(Input Opens)

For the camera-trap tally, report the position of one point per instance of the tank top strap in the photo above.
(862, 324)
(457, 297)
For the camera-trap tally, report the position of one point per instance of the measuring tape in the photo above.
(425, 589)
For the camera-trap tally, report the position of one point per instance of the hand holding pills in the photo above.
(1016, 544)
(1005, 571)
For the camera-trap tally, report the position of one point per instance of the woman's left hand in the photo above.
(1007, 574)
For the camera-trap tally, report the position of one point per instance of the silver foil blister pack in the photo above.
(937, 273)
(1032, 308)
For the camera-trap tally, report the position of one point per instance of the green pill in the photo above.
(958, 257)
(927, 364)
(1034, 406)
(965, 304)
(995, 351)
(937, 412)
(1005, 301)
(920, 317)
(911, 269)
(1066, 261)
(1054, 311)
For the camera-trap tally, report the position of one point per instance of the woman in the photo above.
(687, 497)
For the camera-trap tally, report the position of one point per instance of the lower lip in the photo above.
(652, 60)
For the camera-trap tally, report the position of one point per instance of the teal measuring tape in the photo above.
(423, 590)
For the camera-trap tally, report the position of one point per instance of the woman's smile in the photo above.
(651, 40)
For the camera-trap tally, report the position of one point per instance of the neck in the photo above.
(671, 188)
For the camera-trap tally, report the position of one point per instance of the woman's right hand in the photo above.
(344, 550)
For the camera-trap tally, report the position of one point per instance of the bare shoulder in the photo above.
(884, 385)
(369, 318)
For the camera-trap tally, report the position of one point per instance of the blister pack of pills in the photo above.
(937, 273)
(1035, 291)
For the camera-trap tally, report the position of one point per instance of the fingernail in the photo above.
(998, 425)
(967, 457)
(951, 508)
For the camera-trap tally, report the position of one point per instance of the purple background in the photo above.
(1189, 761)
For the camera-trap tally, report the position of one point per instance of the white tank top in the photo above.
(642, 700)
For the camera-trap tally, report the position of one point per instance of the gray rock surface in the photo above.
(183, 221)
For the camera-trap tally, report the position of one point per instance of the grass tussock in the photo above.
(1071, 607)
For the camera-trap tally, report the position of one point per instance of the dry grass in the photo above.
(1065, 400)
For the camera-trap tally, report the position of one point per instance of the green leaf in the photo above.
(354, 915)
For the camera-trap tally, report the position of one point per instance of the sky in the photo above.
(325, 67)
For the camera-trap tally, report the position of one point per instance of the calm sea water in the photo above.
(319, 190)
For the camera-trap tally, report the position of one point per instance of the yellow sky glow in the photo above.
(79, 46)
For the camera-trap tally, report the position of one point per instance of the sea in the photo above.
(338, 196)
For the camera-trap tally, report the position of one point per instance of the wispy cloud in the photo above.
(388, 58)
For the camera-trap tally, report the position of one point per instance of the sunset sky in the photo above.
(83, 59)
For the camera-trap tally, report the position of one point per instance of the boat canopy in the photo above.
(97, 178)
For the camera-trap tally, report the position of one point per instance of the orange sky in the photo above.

(Input Closes)

An exact reproduction of all the entries above is required.

For the camera-trap tally, report the position of one point per instance of the tank top strap in the photo above.
(862, 324)
(457, 297)
For the camera-trap tally, report the position of one point per instance of the measuring tape in the photo above.
(425, 589)
For the camera-trap tally, report the position of one point per instance of the hand holding pills in the photo above.
(1016, 544)
(1005, 571)
For the camera-trap tally, report the position of one point per instance of the woman's left hand in the photo above.
(1007, 574)
For the camera-trap tally, report the position of one point per instance of the silver foil blister pack in the photo above.
(937, 273)
(1032, 308)
For the camera-trap tally, report the position of one point per instance of the green pill in the photo above.
(958, 257)
(927, 364)
(1034, 406)
(965, 304)
(995, 351)
(937, 412)
(1005, 301)
(920, 317)
(911, 269)
(1066, 261)
(1054, 311)
For the camera-trap tally, report the position of one point per instance of the woman in the photo above.
(687, 497)
For the camera-trap tally, report the position of one point per instance of the lower lip in the photo above.
(652, 60)
For the camera-trap tally, report the position of one point per instance of the teal measuring tape in the photo above.
(423, 590)
For the camera-trap tally, report the position of one point per instance of the woman's smile in the photo above.
(651, 40)
For the camera-trap tally, report the position of one point per instance of the neck in the photo above.
(671, 188)
For the camera-trap tally, report the position of one point per instance of the woman's right hand in the photo above.
(344, 550)
For the camera-trap tally, report the position of one point per instance of the bare shoulder in the photo above.
(884, 385)
(369, 318)
For the camera-trap tally, report the position of one point per instance of the blister pack of pills in the photo above.
(937, 273)
(1035, 291)
For the camera-trap tally, report the position of one point per instance of the fingernail in the photo above.
(998, 425)
(967, 457)
(951, 508)
For the camera-trap tally, report the position of one point per instance of the purple background in the photo above.
(1189, 761)
For the camera-trap tally, report the position of one point per instance of the white tank top in the photo above.
(642, 700)
For the camera-trap tally, report the position of one point per instance of the gray rock surface in the photo above.
(183, 221)
For the camera-trap tally, report the position of one point per instance of the grass tussock in the photo above.
(1071, 607)
For the camera-trap tally, report the position of one point per instance of the dry grass in the photo above.
(1065, 400)
For the camera-trap tally, report the position of one point per instance of the green leaf in the photo above.
(354, 915)
For the camera-trap tally, report the position of one point per instance of the sky in the photo above.
(325, 67)
For the camera-trap tally, report the position of one point per instance of the calm sea water in the photo above.
(319, 190)
For the camera-trap tally, report the position of one point per instance of the yellow sky glow in the photo above.
(79, 46)
For the camera-trap tally, report the position of one point per instance of the sea in the photo above.
(338, 196)
For the camera-trap tally, report the position of one point per instance of the wispy cloud in the photo above.
(388, 58)
For the camera-trap tally, report the position of one point per instance of the sunset sky in the photo above.
(83, 59)
For the camera-trap tally, report the position of one point per instance of the boat canopy in the photo above.
(97, 178)
For the camera-trap tally, report the position of one point per instance of the orange sky in the photo above.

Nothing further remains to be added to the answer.